---------- PROVIDED MATERIAL ----------
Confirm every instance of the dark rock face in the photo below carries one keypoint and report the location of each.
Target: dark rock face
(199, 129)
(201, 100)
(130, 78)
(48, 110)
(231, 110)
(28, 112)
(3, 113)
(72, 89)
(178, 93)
----------
* [DIRECTIONS FOR THIS TASK] Convert all of the data above into a two-column CSV with the header text,answer. Each row should pair a text with its answer, each in a single quoted field with line breaks replaced by spaces.

* [COMPLETE ANSWER]
text,answer
"Confirm every instance of the dark rock face in the photo below carries one keypoint and report the location of each. Target: dark rock face","(199, 129) (201, 100) (130, 78) (48, 110) (231, 110) (28, 112) (3, 113) (72, 89) (178, 93)"